### What needs to be done
Print the range of lines that opens with the line containing "Could you point out the black climbing" and closes with the last line of the listing. Include both ends; print nothing more.

■ ■ ■ ■ ■ ■ ■

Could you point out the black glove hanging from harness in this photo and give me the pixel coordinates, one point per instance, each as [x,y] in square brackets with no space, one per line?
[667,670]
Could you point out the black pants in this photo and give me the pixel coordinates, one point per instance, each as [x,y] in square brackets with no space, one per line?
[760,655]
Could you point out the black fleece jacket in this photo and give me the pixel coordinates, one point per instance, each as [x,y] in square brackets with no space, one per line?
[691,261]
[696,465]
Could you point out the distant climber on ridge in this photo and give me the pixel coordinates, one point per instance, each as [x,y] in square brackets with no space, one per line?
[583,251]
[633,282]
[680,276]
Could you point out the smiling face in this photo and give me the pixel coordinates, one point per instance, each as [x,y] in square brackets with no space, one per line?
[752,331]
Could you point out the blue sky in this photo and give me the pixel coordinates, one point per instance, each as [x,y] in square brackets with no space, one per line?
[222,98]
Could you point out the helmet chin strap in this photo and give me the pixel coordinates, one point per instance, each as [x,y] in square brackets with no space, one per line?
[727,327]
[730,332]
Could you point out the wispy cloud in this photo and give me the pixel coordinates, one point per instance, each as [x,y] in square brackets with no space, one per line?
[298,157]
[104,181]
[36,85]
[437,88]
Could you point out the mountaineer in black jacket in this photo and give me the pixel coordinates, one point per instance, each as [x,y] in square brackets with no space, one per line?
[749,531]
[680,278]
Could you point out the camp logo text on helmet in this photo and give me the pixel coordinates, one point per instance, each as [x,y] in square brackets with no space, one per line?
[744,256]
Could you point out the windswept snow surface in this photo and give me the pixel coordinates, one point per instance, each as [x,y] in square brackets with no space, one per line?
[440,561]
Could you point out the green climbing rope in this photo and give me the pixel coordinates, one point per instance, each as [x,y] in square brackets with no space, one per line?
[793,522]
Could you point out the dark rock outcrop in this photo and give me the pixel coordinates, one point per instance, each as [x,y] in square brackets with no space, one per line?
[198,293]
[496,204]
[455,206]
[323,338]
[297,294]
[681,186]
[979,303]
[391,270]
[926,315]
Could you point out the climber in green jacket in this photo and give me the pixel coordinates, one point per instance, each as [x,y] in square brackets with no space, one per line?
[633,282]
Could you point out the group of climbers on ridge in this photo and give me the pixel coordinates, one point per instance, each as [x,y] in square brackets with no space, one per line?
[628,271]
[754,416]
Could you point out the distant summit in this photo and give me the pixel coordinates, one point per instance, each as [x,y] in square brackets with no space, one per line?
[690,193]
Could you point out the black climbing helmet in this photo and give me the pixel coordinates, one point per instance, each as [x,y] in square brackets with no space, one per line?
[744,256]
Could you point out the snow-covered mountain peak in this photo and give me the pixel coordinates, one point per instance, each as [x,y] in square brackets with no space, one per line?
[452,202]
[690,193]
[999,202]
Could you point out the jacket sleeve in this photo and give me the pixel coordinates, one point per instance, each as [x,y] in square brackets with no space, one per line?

■ ■ ■ ■ ■ ■ ■

### Answer to this exercise
Could you point out the black climbing helmet in this photo and give me the pixel coordinates, one point per instance, each as [x,y] in square brackets with no space, one per line?
[744,256]
Could you point out the snow-covered mountain peak in this photo and give me the pixel coordinates, one point per instance, each as [x,y] in square brackets with no space, one per line?
[452,202]
[690,193]
[999,202]
Could you point out the jacket sleeve in this photo and give me the pixel coordinates, one point per instance, each as [x,y] in square brackets with no space, one per line?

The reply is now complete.